Retype the lines from the one containing "query (the noun phrase to segment): white facade" through the one containing "101 86 L 97", both included, without any changes.

<<<<

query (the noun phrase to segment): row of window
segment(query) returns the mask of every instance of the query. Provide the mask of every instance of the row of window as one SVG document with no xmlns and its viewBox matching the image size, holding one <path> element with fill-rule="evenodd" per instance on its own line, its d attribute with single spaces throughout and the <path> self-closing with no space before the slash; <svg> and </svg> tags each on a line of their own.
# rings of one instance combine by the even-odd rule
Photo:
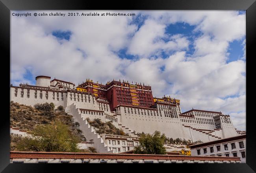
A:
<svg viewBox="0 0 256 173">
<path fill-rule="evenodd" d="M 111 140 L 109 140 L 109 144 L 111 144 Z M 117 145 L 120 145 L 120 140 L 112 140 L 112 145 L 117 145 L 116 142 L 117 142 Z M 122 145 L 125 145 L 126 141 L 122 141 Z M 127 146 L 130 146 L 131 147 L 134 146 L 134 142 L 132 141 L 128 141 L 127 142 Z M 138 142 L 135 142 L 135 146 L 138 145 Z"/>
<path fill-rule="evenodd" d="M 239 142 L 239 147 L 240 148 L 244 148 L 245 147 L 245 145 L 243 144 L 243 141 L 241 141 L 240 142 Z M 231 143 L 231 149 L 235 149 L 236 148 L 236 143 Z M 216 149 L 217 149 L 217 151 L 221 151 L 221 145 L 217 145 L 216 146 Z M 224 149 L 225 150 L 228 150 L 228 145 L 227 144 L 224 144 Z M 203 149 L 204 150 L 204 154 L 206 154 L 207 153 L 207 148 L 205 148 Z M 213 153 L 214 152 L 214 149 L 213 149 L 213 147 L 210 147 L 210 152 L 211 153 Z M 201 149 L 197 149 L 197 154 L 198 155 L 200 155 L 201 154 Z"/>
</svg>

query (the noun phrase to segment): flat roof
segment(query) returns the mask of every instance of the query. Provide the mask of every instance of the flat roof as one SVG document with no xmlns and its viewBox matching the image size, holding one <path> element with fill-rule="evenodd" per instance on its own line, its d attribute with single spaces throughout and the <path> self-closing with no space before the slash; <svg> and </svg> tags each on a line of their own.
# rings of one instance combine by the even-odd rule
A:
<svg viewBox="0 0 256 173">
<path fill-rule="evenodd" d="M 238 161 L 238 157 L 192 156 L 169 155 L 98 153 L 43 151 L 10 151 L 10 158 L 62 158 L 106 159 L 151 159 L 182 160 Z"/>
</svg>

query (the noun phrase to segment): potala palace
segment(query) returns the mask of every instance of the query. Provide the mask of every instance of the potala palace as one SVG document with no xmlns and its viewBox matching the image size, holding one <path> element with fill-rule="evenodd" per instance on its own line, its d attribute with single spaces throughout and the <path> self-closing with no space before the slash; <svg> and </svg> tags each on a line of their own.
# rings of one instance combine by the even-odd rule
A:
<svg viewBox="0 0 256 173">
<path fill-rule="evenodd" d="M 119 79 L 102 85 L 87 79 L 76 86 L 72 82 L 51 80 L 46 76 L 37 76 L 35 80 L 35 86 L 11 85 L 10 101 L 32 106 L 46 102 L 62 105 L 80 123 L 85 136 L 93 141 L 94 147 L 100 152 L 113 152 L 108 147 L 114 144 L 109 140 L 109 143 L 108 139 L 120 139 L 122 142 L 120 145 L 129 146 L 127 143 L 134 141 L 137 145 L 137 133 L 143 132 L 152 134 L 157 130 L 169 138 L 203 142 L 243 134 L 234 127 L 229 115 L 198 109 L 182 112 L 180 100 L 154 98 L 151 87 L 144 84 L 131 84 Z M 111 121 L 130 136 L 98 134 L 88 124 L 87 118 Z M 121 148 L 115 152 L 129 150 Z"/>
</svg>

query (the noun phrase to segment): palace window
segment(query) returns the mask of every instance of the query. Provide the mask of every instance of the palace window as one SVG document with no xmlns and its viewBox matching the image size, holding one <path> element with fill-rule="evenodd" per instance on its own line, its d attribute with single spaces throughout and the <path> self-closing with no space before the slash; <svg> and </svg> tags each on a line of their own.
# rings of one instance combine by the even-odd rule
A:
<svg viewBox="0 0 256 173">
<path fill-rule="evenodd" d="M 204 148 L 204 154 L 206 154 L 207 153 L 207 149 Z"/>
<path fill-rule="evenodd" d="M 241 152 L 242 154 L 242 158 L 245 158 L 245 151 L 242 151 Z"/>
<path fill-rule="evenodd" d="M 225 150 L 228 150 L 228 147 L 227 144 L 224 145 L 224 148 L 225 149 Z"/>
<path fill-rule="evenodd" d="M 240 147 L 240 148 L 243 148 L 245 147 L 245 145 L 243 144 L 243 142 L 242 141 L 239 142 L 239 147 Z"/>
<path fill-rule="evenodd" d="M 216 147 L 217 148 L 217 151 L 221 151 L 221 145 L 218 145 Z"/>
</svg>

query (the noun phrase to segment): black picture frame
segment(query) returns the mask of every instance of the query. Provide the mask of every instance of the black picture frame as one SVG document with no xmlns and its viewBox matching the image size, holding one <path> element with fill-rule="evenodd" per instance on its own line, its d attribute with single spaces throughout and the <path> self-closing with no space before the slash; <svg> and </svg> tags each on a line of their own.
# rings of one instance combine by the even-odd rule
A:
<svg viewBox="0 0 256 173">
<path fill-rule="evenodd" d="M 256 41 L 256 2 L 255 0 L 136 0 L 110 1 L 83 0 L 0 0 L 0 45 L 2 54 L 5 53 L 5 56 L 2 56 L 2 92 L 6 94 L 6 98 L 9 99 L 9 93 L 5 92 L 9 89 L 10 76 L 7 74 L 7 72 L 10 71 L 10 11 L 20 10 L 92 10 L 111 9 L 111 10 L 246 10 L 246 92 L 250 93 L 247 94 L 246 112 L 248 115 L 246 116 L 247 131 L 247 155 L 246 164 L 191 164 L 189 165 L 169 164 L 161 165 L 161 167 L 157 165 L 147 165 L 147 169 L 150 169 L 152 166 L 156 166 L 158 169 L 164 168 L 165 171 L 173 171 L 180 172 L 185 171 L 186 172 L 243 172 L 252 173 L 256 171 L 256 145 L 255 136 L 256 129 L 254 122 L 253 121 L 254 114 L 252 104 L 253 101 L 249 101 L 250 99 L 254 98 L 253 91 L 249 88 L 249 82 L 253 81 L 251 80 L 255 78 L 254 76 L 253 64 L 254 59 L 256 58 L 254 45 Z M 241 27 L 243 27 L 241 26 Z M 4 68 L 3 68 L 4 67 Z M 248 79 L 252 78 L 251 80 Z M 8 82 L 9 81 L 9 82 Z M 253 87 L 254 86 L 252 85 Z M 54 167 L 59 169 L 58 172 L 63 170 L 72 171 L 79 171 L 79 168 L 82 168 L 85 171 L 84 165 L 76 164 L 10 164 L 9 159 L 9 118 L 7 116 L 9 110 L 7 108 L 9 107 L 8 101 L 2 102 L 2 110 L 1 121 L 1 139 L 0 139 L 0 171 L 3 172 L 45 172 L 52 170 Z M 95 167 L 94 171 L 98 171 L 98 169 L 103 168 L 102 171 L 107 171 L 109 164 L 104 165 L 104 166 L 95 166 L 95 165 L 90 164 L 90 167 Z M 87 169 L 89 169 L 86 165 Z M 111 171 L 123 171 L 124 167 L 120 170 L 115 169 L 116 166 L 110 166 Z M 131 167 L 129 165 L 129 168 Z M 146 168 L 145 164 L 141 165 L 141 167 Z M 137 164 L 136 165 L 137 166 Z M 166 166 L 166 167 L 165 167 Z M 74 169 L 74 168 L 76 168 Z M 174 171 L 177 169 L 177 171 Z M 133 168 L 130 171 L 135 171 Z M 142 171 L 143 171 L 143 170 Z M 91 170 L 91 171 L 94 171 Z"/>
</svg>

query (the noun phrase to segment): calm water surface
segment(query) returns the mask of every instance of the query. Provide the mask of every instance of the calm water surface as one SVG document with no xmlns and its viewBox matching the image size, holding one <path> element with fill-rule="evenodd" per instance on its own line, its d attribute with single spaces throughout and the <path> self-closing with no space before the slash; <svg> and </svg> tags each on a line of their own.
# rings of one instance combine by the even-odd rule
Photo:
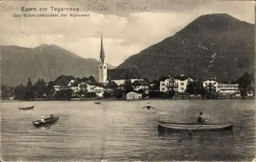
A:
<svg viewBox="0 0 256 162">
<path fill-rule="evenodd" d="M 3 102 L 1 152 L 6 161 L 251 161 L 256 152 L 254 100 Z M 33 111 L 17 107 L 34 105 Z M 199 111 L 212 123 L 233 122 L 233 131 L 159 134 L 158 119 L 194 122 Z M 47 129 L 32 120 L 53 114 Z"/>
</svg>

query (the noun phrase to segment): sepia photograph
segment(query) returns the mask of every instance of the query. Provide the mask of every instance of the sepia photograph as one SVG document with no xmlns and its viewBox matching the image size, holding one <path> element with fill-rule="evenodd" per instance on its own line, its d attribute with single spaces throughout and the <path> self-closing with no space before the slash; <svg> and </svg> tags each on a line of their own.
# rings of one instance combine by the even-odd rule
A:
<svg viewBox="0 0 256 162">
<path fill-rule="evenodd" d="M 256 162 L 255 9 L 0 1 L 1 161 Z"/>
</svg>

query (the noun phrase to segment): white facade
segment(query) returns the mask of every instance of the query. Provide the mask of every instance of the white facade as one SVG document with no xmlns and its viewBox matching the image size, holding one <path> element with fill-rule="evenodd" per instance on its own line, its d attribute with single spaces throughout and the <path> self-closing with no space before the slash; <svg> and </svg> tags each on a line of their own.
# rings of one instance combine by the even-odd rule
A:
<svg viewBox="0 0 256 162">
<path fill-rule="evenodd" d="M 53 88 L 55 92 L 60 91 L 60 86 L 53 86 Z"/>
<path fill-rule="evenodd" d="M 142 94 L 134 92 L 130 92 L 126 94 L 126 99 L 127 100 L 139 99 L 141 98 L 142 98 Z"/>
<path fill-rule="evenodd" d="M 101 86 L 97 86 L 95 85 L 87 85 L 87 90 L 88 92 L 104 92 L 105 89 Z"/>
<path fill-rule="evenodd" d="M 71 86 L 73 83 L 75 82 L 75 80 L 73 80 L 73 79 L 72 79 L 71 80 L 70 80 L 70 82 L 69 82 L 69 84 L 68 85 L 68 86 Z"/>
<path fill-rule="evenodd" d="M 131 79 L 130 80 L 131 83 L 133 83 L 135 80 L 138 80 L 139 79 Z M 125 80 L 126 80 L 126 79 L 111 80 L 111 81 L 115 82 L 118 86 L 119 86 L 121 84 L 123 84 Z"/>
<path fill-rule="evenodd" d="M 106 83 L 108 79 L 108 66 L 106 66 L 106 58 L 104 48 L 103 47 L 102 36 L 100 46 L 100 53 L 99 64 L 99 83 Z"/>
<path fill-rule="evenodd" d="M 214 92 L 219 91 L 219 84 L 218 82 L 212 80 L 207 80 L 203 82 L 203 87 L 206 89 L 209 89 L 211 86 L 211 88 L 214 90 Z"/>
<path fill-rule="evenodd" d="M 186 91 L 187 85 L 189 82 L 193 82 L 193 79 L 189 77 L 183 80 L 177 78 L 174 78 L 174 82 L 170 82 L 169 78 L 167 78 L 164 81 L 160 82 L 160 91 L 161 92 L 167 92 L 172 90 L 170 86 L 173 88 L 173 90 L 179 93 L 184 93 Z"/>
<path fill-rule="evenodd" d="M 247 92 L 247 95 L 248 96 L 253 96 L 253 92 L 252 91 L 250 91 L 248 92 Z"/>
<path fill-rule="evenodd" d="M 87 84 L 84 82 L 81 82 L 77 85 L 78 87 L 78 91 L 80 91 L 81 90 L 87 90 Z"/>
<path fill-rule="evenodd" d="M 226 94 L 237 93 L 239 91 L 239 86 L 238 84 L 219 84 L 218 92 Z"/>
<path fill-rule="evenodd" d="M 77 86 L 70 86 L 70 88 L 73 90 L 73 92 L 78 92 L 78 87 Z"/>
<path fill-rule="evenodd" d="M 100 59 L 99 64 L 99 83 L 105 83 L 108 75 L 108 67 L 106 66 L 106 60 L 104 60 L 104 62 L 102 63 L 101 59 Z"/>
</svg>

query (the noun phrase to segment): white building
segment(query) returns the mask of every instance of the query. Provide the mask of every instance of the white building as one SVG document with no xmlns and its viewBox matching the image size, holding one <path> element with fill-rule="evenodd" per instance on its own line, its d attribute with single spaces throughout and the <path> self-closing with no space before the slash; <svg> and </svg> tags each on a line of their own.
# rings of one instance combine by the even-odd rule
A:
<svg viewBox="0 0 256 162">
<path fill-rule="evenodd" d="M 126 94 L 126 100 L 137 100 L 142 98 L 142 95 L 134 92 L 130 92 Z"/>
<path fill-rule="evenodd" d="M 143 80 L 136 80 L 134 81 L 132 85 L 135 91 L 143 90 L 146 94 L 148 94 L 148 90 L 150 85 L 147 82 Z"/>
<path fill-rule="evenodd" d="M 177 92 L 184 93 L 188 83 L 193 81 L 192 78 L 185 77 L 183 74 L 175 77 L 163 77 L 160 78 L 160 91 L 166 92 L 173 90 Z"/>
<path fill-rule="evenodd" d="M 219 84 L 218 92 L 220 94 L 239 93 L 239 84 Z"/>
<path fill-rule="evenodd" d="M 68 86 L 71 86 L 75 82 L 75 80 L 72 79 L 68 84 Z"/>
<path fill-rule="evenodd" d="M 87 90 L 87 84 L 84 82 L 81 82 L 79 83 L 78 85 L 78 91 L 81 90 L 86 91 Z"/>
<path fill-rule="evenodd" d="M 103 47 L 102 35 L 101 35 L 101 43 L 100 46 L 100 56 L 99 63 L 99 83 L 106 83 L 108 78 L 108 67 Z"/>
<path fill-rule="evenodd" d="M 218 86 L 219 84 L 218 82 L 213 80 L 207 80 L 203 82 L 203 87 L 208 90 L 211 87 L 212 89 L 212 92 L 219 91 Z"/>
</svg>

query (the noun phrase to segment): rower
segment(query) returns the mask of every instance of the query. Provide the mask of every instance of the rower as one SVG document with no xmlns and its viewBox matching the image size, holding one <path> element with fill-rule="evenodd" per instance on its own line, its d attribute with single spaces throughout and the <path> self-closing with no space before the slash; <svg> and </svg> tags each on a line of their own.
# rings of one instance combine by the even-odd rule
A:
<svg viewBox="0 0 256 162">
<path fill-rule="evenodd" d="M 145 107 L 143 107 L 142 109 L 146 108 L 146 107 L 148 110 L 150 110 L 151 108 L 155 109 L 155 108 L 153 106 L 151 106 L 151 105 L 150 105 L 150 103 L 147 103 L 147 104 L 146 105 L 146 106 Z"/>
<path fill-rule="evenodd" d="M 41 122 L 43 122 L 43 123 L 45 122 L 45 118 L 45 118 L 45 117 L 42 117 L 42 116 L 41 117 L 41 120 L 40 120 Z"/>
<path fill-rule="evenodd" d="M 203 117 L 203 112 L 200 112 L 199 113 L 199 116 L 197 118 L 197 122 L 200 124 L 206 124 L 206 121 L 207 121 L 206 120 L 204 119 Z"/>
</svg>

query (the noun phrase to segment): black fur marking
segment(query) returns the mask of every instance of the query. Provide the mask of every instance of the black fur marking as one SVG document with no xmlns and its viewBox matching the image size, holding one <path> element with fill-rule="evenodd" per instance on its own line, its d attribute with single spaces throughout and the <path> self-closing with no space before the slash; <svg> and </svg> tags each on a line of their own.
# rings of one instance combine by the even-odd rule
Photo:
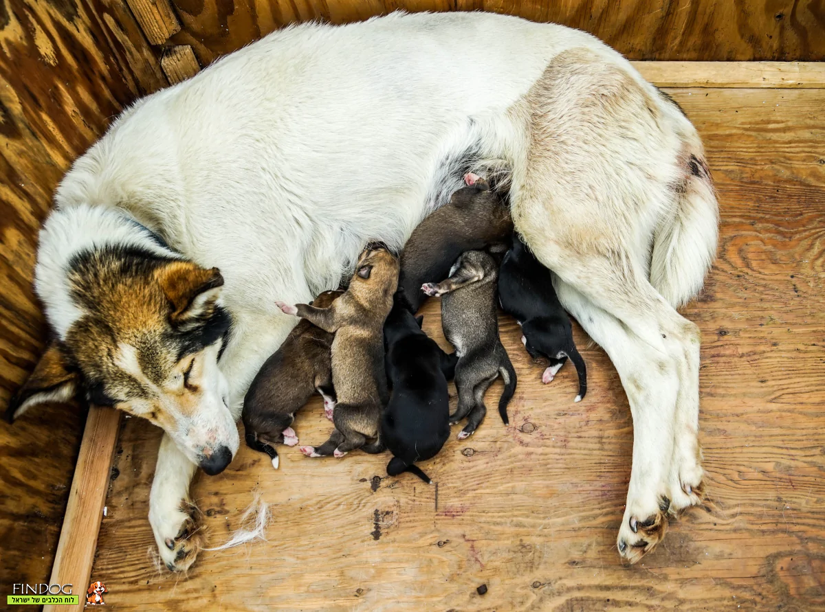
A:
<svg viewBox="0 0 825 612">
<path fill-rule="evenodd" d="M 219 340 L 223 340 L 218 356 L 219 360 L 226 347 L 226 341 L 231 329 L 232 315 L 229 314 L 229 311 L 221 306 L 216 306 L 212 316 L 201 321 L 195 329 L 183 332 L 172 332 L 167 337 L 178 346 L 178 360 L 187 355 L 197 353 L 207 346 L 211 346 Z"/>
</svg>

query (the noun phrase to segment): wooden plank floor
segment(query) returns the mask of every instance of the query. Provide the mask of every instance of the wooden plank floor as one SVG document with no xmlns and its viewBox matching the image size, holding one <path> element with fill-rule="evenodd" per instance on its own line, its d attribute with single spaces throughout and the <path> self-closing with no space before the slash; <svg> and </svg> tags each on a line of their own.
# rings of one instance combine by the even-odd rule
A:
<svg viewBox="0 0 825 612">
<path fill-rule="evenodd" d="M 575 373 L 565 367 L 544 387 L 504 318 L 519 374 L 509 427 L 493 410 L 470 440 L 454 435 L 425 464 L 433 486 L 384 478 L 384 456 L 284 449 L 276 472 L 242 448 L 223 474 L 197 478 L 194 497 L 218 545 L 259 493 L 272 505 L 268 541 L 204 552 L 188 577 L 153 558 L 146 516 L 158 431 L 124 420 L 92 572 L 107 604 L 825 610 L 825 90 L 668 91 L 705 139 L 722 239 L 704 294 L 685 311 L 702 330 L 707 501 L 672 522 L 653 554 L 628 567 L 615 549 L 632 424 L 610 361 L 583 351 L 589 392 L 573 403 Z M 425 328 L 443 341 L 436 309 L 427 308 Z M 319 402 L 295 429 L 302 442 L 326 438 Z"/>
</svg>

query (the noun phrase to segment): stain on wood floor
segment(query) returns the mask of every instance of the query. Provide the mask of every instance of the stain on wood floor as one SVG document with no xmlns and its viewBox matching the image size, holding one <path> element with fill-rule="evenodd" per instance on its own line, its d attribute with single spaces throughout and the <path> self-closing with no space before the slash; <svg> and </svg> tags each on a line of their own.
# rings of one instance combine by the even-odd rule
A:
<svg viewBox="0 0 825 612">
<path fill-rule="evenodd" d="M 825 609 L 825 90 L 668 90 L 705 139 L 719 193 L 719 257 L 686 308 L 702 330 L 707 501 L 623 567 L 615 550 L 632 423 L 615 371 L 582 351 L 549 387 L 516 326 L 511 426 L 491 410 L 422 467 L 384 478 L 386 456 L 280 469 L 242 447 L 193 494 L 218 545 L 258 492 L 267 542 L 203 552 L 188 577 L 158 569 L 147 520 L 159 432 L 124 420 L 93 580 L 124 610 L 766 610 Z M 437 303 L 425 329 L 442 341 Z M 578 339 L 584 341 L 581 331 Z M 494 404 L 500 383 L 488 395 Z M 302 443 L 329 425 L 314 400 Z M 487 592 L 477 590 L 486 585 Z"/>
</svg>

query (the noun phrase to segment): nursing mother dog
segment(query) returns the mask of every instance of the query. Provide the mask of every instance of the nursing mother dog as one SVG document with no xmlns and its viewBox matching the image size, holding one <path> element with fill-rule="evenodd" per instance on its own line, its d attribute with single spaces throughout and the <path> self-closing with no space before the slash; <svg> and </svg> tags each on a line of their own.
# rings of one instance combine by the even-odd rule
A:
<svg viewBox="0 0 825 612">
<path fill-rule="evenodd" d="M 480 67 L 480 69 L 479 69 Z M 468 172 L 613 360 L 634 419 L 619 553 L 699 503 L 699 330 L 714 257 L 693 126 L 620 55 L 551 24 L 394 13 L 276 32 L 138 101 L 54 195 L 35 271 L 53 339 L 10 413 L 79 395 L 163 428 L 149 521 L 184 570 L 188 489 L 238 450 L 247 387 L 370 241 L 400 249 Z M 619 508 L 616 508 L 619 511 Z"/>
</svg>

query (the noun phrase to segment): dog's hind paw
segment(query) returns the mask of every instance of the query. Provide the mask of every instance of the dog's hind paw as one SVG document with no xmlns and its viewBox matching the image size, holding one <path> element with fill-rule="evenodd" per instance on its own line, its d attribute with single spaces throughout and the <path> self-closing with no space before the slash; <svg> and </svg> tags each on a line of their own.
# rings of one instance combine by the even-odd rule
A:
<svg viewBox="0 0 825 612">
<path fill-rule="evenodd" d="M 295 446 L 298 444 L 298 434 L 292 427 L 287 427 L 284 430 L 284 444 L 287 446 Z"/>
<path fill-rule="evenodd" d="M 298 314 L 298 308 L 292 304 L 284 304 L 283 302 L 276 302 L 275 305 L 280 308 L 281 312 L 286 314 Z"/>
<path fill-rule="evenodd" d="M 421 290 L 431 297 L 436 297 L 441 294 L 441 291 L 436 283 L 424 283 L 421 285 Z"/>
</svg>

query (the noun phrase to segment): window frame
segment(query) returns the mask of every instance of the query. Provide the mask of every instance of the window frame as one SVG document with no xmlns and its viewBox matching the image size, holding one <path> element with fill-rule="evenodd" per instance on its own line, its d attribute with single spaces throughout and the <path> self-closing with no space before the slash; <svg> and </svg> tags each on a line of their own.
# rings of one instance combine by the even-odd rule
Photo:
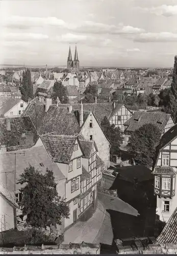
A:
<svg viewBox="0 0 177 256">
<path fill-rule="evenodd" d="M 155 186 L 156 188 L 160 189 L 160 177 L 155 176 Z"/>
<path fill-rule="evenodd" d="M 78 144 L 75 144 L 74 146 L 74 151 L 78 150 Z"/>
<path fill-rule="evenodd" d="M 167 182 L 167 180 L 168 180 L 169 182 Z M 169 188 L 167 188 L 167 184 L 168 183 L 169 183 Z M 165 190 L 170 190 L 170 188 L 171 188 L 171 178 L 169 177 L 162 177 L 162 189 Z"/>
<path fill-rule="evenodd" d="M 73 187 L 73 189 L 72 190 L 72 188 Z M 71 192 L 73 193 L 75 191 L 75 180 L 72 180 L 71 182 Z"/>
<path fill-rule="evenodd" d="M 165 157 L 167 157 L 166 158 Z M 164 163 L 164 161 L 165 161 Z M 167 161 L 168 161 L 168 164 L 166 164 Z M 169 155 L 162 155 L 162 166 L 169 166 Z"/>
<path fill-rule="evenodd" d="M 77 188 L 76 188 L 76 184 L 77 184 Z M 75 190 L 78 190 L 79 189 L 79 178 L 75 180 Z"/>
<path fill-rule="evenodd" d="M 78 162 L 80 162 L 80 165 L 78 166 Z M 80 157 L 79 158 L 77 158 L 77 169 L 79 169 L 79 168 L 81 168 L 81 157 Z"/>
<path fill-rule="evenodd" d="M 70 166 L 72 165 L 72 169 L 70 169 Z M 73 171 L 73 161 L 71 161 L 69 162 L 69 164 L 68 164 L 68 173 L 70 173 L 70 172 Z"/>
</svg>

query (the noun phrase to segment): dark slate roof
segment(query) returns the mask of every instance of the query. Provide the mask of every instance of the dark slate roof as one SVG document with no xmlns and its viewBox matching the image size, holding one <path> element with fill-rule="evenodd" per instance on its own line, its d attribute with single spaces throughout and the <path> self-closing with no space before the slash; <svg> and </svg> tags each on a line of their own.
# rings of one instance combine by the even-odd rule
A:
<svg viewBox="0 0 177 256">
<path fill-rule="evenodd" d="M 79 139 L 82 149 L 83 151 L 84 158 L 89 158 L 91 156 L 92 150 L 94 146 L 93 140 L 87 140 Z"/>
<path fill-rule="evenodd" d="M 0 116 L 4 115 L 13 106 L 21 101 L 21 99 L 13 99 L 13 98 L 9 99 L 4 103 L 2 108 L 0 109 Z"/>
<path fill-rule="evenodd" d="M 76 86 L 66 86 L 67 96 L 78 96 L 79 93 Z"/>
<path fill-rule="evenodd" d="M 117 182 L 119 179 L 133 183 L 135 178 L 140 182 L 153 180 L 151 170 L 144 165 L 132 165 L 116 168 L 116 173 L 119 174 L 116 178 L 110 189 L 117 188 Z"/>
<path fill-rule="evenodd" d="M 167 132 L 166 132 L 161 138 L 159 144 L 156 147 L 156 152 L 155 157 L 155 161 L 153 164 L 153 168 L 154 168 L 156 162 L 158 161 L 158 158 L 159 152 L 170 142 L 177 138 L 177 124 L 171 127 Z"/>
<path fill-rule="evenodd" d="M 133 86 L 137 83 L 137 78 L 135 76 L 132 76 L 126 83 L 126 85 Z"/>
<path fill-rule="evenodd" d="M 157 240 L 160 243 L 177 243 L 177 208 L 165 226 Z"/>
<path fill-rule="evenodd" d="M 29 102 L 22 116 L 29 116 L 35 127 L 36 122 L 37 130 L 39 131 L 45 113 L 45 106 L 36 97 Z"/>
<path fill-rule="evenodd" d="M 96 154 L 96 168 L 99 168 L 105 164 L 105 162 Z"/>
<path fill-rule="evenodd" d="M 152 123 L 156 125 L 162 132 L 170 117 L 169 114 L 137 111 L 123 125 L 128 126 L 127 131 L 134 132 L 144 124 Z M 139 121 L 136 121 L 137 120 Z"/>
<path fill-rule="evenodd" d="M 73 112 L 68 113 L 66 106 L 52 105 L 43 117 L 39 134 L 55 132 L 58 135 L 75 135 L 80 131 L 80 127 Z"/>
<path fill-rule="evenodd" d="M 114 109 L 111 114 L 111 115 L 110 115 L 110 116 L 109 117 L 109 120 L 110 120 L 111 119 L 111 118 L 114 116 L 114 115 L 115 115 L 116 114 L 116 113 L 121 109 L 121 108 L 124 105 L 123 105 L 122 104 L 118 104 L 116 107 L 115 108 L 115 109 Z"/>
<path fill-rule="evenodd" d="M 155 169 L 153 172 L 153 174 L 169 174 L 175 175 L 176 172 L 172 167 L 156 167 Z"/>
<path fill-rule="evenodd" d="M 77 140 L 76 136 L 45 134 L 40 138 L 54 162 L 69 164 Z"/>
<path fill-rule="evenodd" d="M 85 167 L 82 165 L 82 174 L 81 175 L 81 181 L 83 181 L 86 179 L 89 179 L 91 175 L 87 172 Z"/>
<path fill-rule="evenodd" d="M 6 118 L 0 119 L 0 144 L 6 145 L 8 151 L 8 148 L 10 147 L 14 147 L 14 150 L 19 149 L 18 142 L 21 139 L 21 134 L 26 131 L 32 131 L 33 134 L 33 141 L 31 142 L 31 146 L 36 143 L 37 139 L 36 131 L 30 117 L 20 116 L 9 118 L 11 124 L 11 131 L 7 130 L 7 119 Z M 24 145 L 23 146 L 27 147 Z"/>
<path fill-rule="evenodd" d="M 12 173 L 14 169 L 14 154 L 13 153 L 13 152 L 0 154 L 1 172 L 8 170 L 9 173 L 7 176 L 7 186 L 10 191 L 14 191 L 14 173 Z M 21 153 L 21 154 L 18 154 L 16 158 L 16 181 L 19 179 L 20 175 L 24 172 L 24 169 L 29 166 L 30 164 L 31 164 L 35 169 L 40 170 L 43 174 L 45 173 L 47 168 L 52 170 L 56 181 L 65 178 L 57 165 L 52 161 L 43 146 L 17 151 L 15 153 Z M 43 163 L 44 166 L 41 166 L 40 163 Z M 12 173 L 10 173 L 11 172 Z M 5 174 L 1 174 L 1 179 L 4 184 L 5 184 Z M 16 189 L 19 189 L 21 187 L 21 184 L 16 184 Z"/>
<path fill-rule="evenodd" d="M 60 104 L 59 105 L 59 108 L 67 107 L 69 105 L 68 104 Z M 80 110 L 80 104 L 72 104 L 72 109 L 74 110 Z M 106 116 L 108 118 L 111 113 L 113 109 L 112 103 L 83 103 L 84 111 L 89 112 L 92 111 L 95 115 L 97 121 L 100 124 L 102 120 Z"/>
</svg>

>>>>

ANSWER TO THIS EXERCISE:
query (the noun phrase to segment): white facade
segment(query) returns the mask of every instance of the query. Provide the mask of every instance of the white facade as one SVG document with no xmlns and its viewBox matching the image size, holding one <path> element with fill-rule="evenodd" per instance on its own line, its d attribute with single spaces throughout and the <path> self-closing with no space before the slash; <svg> and </svg> tags each on a line of their own.
# rings of one instance combine by the even-odd rule
A:
<svg viewBox="0 0 256 162">
<path fill-rule="evenodd" d="M 53 88 L 55 92 L 60 91 L 60 86 L 53 86 Z"/>
<path fill-rule="evenodd" d="M 142 94 L 134 92 L 130 92 L 126 94 L 126 99 L 127 100 L 139 99 L 141 98 L 142 98 Z"/>
<path fill-rule="evenodd" d="M 101 86 L 97 86 L 95 85 L 87 85 L 87 90 L 88 92 L 104 92 L 105 89 Z"/>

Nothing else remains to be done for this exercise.